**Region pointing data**
______
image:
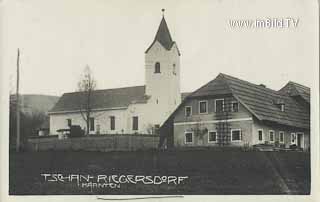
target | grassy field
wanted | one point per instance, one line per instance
(209, 171)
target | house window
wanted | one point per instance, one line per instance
(188, 137)
(293, 138)
(236, 135)
(69, 122)
(157, 67)
(235, 106)
(188, 111)
(271, 136)
(260, 135)
(281, 136)
(112, 123)
(219, 105)
(174, 69)
(91, 124)
(135, 123)
(203, 107)
(212, 136)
______
**WHAT THE EXERCISE ASKS**
Retype exactly the lines from the one containing "target | grassy field" through the last line of the records above, including both.

**RESPONSE BOX**
target | grassy field
wanted | one point per instance, one line per instance
(209, 171)
target | house window
wanted | one point per instance, one line per instance
(188, 137)
(293, 138)
(236, 135)
(69, 122)
(157, 67)
(235, 106)
(188, 111)
(271, 136)
(260, 135)
(281, 136)
(112, 123)
(219, 105)
(174, 69)
(91, 124)
(135, 123)
(203, 107)
(212, 136)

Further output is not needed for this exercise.